**CONSIGNA A**
Responde según el texto sobre nutrición:
(i) ¿Qué organismo dicta un ucase contra las verduras de hoja?
(ii) ¿De qué se acusa a esas verduras?
(iii) ¿Durante cuántos años intentó quien escribe convencerse de que las acelgas y espinacas eran un manjar excelso?
**CONSIGNA B**
Resume en menos palabras el párrafo del texto sobre nutrición que empieza por "Dicen -y de hecho se estudia", sin perder sus ideas principales.
**CONSIGNA C**
Prolonga el texto sobre nutrición a partir de su última frase, con el mismo tono.

**TEXTO MOSTRADO**
────────────────────
Dicen -y de hecho se estudia como tal- que la Nutrición es una ciencia, pero buena parte de los que la ejercen actúan como si se tratara de una fe o una nigromancia. Allá donde los no iniciados en los secretos del condumio esperamos unos consejos racionales sobre qué llevarnos a la boca, los hechiceros de la tribu nos obsequian con furibundas advertencias del infierno que nos aguarda si metemos en nuestro cuerpo tal o cual vianda. Imposible, buscar una lógica en sus recomendaciones siempre disfrazadas de prohibición tajante so pena de infartazo o cáncer galopante. Lo que un día es la panacea de la eterna juventud se convierte a la mañana siguiente en el pasaporte directo a la tumba.
Treinta años tratando de convencerme a mí mismo de que las insípidas acelgas y espinacas eran un manjar excelso, y resulta que me podía haber evitado el autoengaño. A buenas horas sale un sanedrín llamado Agencia Española de Seguridad Alimentaria y Nutrición (suena a cosa seria, ¿no?) a dictar un ucase contra las verduras de hoja, bajo la acusación de contener nitratos asesinos sin cuento. Puedo asumir el daño continuado que le he infligido a mi organismo durante décadas, pero pienso en los sanísimos purés que, haciendo caso omiso a sus protestas, le he estado dando a mi hijo, y me siento Lucrecia Borgia. Pobre criatura. Cuánto mejor para su desarrollo equilibrado si lo hubiera cebado con phoskitos y bollicaos.
────────────────────
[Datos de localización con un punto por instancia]

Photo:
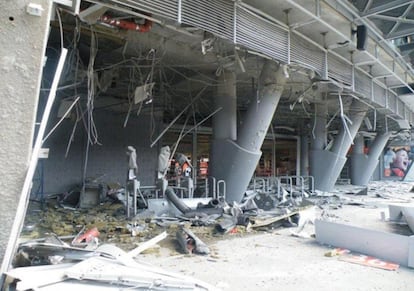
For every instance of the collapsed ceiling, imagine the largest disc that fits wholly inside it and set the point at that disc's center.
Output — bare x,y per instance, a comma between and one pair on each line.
135,62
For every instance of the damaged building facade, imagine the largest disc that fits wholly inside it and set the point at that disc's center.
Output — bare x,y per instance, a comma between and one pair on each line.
210,98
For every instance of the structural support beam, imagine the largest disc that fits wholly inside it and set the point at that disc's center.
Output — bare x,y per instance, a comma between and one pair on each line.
225,121
235,161
390,5
388,246
304,155
326,165
319,133
24,38
363,165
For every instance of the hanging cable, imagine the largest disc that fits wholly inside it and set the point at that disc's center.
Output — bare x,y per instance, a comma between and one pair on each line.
61,27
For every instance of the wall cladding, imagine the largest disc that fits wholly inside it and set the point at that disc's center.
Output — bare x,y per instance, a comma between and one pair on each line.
108,160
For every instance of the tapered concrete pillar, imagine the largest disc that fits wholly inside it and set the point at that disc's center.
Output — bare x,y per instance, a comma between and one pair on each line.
363,165
225,121
326,165
236,161
304,155
24,39
319,133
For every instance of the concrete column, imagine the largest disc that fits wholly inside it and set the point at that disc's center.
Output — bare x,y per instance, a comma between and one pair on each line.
194,159
327,165
22,52
235,162
225,121
304,155
318,141
362,165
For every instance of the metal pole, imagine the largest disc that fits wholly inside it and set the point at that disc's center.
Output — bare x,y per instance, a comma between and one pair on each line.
25,195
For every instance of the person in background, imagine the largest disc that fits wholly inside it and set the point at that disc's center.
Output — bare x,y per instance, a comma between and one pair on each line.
400,163
388,160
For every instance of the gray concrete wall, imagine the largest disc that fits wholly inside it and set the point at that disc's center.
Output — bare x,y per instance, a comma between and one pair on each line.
────────────────────
**RESPUESTA A**
(i) La Agencia Española de Seguridad Alimentaria y Nutrición.
(ii) De contener nitratos asesinos sin cuento.
(iii) Treinta años.

**RESPUESTA B**
La Nutrición se estudia como ciencia, pero muchos de quienes la ejercen la tratan como una fe o una nigromancia. En lugar de dar consejos racionales sobre qué comer, lanzan advertencias furibundas y prohibiciones tajantes bajo amenaza de infarto o cáncer. Sus recomendaciones carecen de lógica: lo que un día es la panacea de la eterna juventud, al día siguiente es el pasaporte directo a la tumba.

**RESPUESTA C**
Exagero, sí, y también reduzco al absurdo, pero al hacerlo no ando muy lejos de los modos que gastan en su comunicación los sabios con estudios y membretes oficiales. La diferencia es que lo que acabo de escribir es una chorrada que nadie va a tomar como dogma de fe. La cosa es más grave cuando es una lista con aval del Ministerio español de Sanidad la que, sin más explicaciones, asegura que comer atún rojo te muta en termómetro o que chupar la cabeza de una gamba hace de tu churumbel una pila alcalina.